**Extrait du document**
-- -- --
Ce dispositif maintient le régime de la presse. Le régime de prescription prévu par la loi du 29 juillet 1881 restera applicable à la reproduction d'une publication sur un service de communication au public en ligne des lors que le contenu est le même sur le support informatique et sur le support papier.
Un important travail a été accompli pour organiser le droit de réponse sur les services de communication au public en ligne. Il y avait manifestement dans ce domaine une lacune qui devait être comblée.
c) La lutte contre les contenus pédophiles, antisémites et racistes est au coeur du dispositif
- La discussion sur le projet de loi pour la confiance dans l'économie numérique a donné lieu à d'importants débats de société sur la lutte contre la propagation sur Internet des contenus particulièrement odieux.
- Le Parlement est parvenu à un accord sur la difficile question de l'obligation de surveillance des contenus hébergés en recherchant ceux qui sont à caractère pédophile, négationniste, antisémite ou raciste. Je m'en félicite car le dispositif équilibré auquel elle a abouti permet de respecter la directive européenne tout en rehaussant le niveau d'engagement, avec des sanctions le cas échéant, des fournisseurs d'accès à lnternet dans le signalement des sites pédophiles ou incitant à la haine raciale. Je crois qu'il s'agit d'un dispositif efficace pour lequel le ministère de l'Industrie veillera à la finalisation rapide de la charte des fournisseurs d'accès à lnternet.
-- -- --
**Enregistrements**
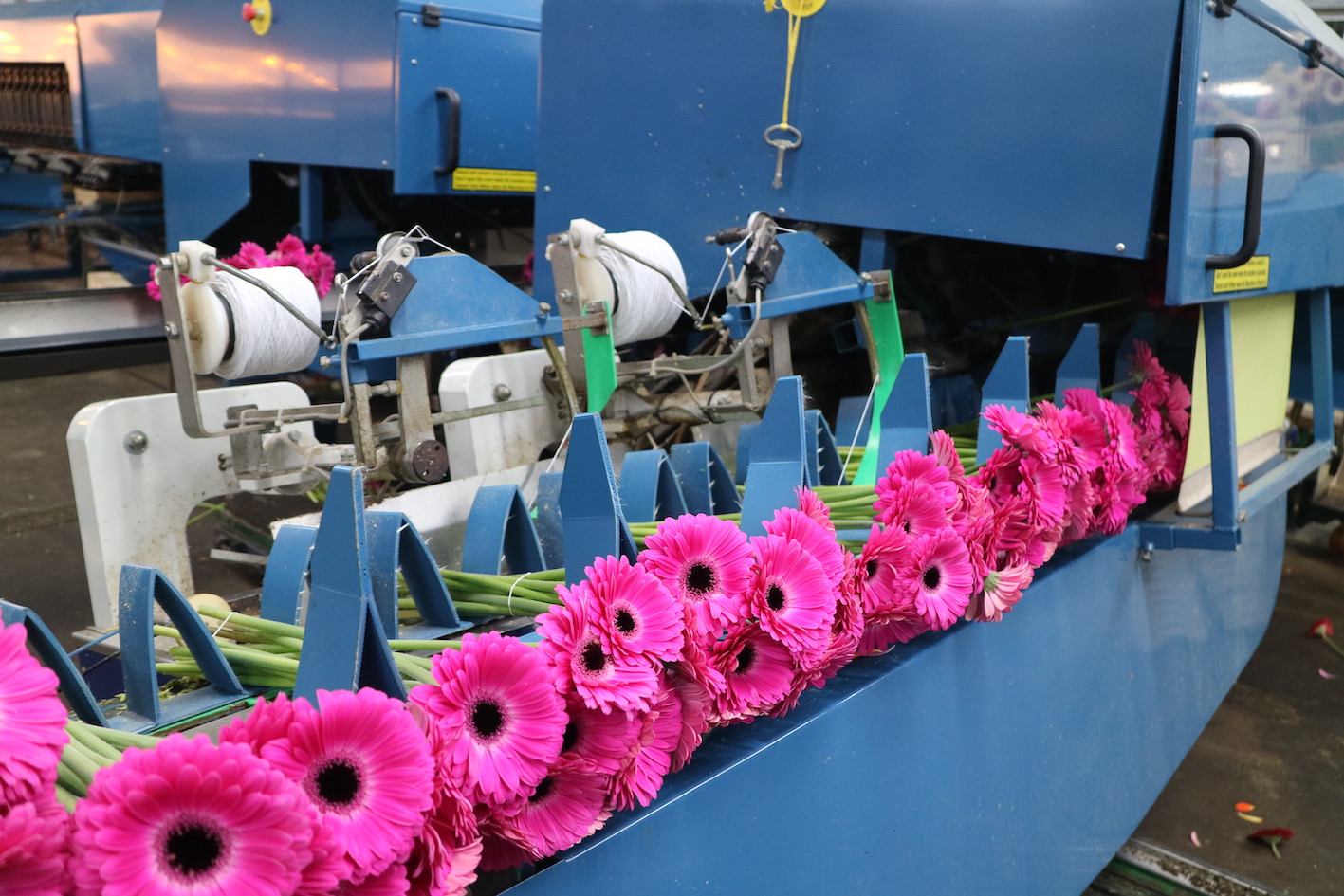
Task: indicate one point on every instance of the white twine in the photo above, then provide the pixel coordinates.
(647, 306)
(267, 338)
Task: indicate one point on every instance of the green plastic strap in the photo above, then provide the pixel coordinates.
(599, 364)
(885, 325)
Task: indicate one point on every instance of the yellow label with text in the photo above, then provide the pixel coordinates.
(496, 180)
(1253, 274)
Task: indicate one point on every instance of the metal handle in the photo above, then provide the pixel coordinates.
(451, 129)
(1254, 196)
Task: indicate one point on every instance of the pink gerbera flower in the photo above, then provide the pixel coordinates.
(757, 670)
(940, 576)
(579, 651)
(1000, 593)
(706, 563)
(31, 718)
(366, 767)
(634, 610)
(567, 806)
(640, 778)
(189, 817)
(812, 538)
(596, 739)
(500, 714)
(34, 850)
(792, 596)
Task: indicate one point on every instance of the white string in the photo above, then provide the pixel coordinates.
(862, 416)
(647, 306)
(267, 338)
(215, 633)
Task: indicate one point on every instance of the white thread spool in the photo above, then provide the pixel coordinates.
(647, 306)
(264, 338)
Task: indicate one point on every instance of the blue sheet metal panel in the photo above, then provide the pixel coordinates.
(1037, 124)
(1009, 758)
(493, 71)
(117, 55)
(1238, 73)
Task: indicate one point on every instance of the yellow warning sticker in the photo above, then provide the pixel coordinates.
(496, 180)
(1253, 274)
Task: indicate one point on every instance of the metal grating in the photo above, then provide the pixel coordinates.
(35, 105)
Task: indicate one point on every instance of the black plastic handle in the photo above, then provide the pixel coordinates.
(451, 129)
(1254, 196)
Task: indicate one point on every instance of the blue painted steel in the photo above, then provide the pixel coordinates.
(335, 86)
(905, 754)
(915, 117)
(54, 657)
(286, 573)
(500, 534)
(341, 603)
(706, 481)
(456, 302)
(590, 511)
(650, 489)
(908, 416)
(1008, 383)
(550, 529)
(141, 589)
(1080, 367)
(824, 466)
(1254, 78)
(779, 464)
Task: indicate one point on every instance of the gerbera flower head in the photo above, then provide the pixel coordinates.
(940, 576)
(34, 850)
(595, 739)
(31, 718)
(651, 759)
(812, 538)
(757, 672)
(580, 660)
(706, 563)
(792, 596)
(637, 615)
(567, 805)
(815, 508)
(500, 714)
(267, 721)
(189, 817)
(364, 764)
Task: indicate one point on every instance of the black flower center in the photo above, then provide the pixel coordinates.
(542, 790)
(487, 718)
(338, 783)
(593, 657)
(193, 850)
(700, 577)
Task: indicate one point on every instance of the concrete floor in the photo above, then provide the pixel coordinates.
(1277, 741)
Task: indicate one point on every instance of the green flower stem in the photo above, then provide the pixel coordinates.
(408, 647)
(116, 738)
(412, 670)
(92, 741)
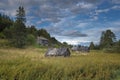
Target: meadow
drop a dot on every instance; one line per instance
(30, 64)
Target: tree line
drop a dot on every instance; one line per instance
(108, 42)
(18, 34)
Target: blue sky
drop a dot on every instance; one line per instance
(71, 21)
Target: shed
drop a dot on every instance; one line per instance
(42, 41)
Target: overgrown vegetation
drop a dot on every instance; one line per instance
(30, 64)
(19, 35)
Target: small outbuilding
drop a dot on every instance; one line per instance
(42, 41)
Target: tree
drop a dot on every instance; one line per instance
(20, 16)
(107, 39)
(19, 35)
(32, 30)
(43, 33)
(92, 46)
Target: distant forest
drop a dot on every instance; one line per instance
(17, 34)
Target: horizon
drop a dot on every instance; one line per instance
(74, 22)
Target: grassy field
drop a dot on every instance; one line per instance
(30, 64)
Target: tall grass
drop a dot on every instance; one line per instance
-- -- --
**Consigne**
Citez en entier, sans aucune modification, l'extrait sur la loi pour la confiance dans l'économie numérique.

**Résultat attendu**
Ce dispositif maintient le régime de la presse. Le régime de prescription prévu par la loi du 29 juillet 1881 restera applicable à la reproduction d'une publication sur un service de communication au public en ligne des lors que le contenu est le même sur le support informatique et sur le support papier.
Un important travail a été accompli pour organiser le droit de réponse sur les services de communication au public en ligne. Il y avait manifestement dans ce domaine une lacune qui devait être comblée.
c) La lutte contre les contenus pédophiles, antisémites et racistes est au coeur du dispositif
- La discussion sur le projet de loi pour la confiance dans l'économie numérique a donné lieu à d'importants débats de société sur la lutte contre la propagation sur Internet des contenus particulièrement odieux.
- Le Parlement est parvenu à un accord sur la difficile question de l'obligation de surveillance des contenus hébergés en recherchant ceux qui sont à caractère pédophile, négationniste, antisémite ou raciste. Je m'en félicite car le dispositif équilibré auquel elle a abouti permet de respecter la directive européenne tout en rehaussant le niveau d'engagement, avec des sanctions le cas échéant, des fournisseurs d'accès à lnternet dans le signalement des sites pédophiles ou incitant à la haine raciale. Je crois qu'il s'agit d'un dispositif efficace pour lequel le ministère de l'Industrie veillera à la finalisation rapide de la charte des fournisseurs d'accès à lnternet.